What you should do → Render the data between the line holding "target: left hand" and the line holding "170), (73, 169)]]", inclusive, as a JSON list of strings with one string per line and blank lines left out.

Entries supplied →
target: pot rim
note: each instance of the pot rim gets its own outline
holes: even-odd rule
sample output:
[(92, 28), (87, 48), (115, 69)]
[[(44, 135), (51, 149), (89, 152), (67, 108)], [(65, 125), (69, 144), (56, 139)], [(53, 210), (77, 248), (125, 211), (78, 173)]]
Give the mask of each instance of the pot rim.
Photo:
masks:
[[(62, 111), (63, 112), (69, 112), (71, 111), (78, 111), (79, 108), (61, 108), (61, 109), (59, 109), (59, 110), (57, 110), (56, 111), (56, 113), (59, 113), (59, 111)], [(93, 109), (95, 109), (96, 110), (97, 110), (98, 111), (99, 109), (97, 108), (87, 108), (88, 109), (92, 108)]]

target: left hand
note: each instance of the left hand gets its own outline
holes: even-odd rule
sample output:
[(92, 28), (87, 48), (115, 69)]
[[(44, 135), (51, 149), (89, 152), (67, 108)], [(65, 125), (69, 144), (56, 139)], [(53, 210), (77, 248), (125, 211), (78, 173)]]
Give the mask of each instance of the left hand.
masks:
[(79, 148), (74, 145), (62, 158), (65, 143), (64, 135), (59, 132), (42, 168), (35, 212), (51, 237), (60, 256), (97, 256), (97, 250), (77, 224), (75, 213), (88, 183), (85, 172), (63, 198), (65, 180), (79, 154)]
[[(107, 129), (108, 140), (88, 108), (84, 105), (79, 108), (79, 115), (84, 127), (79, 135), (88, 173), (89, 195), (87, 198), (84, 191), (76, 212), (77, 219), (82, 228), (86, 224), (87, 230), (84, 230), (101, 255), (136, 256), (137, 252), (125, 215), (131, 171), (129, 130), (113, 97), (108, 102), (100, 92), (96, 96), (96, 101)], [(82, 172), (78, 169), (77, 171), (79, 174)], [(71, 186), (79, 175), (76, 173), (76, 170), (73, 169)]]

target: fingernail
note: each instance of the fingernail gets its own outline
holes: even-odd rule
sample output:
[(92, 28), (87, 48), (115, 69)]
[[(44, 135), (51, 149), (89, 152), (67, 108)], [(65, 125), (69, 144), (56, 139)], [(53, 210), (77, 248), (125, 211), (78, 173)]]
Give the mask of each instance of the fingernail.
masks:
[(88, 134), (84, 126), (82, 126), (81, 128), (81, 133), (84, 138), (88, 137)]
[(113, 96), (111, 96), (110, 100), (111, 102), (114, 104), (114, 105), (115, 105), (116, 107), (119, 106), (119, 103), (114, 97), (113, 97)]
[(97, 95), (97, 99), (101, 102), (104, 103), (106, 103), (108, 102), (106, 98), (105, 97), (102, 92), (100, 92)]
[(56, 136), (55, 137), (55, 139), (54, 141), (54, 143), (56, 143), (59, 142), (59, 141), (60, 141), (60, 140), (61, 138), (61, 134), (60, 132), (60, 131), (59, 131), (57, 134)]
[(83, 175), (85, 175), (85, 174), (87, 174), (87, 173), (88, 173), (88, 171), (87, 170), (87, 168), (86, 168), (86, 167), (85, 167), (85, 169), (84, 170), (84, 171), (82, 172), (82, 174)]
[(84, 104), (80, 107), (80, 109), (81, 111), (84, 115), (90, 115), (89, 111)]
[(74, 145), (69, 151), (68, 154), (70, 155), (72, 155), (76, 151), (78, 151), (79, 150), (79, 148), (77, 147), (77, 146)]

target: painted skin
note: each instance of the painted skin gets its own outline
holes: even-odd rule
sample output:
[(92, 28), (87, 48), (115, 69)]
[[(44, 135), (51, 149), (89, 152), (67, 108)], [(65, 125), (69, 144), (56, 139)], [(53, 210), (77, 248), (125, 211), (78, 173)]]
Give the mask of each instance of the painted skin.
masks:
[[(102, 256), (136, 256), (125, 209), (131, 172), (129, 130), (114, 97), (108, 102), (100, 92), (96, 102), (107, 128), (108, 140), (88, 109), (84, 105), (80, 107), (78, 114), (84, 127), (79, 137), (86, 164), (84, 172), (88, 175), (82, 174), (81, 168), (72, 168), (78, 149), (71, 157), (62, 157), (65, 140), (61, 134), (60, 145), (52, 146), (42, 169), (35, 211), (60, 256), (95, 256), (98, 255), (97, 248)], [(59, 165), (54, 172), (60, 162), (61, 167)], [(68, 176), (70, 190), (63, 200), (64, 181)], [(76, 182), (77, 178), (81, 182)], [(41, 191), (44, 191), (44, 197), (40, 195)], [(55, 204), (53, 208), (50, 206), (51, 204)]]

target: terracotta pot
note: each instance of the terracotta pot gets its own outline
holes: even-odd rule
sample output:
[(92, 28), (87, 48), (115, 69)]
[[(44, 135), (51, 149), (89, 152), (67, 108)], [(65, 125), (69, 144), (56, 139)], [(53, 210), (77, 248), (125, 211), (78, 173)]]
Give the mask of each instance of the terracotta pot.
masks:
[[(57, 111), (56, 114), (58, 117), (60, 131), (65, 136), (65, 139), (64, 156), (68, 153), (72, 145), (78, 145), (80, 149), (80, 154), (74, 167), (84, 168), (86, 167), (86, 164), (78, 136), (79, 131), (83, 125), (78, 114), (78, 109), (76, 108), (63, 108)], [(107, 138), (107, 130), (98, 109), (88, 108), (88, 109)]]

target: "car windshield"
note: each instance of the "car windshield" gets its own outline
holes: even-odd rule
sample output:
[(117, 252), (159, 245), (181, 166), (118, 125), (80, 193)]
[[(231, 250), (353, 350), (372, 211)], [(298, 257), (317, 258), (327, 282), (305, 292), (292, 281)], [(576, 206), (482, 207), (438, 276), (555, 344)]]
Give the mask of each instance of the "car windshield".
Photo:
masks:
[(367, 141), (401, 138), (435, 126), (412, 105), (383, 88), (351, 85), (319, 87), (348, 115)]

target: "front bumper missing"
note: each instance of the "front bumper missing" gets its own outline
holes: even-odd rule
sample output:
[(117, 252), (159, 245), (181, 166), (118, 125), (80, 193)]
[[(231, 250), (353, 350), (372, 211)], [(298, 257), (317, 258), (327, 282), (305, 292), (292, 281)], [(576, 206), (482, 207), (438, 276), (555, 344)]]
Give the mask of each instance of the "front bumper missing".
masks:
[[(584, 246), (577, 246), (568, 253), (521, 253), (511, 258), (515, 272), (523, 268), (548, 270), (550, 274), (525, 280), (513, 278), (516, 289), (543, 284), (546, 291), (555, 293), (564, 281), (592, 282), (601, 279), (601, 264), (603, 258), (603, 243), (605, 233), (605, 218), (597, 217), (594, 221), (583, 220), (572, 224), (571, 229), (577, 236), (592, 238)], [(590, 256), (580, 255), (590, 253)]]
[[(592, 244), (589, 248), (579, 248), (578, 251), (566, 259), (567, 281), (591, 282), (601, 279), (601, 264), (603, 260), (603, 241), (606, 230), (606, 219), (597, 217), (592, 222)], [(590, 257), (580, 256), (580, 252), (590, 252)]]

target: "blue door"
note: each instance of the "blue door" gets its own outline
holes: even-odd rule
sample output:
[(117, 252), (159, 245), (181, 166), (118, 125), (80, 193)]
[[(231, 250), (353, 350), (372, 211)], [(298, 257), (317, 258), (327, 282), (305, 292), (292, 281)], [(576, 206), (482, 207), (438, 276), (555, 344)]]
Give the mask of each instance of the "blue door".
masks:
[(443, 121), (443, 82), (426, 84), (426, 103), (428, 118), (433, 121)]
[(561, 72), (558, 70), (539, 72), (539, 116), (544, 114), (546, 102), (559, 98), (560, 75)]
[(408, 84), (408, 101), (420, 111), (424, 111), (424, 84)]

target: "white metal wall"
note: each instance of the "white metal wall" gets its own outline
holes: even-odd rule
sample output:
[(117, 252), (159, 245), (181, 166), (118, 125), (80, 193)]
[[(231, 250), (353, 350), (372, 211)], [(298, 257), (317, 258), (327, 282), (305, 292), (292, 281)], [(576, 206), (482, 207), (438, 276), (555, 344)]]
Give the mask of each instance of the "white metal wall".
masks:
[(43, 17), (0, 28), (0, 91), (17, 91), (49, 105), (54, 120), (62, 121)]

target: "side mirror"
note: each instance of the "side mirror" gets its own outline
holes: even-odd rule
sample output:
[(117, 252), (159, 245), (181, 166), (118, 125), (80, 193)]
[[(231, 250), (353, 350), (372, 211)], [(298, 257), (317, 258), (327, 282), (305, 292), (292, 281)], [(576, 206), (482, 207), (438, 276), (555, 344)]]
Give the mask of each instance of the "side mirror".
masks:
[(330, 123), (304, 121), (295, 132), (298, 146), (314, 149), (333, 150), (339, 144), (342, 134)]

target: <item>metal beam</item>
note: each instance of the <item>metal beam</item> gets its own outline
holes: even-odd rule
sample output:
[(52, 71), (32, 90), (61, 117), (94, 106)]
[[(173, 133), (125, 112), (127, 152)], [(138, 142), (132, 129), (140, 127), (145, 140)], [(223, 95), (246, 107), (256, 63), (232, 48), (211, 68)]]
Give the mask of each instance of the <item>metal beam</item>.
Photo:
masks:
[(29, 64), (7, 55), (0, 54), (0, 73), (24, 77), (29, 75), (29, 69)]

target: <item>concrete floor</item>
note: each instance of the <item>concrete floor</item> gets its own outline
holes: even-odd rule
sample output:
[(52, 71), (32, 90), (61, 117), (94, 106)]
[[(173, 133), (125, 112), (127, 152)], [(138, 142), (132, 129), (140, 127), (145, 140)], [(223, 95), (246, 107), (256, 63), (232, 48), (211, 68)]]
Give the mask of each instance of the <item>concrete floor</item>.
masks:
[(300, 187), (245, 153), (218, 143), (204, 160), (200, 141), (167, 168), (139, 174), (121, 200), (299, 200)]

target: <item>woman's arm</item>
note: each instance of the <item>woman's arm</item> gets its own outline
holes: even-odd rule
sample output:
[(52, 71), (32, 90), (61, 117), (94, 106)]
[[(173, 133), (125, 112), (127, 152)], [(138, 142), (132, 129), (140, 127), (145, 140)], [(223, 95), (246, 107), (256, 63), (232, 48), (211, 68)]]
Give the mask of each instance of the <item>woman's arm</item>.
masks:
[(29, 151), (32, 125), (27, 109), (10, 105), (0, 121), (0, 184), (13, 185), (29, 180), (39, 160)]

Reply to the exercise →
[
  "target: left hand",
  "note: each instance of the left hand gets its own outline",
  "holes: even-odd rule",
  "sample output:",
  "[(92, 28), (87, 48), (115, 69)]",
  "[[(44, 135), (51, 149), (89, 152), (67, 108)], [(65, 125), (69, 144), (56, 139)], [(53, 210), (77, 248), (125, 211), (78, 173)]]",
  "Give the mask of each instance of the left hand.",
  "masks:",
  "[(79, 148), (74, 145), (62, 158), (65, 143), (64, 135), (59, 132), (42, 168), (35, 212), (51, 237), (60, 256), (97, 256), (97, 250), (77, 224), (75, 213), (88, 183), (85, 172), (63, 198), (65, 180), (79, 154)]",
  "[[(107, 129), (108, 140), (88, 108), (84, 105), (79, 108), (79, 115), (84, 127), (79, 135), (88, 173), (89, 195), (87, 198), (84, 191), (76, 212), (77, 219), (82, 228), (86, 224), (87, 230), (84, 230), (101, 255), (136, 256), (137, 252), (125, 215), (131, 171), (129, 130), (113, 97), (108, 102), (100, 92), (96, 96), (96, 101)], [(82, 172), (78, 169), (77, 171), (79, 174)], [(71, 186), (79, 175), (76, 173), (76, 170), (73, 169)]]"
]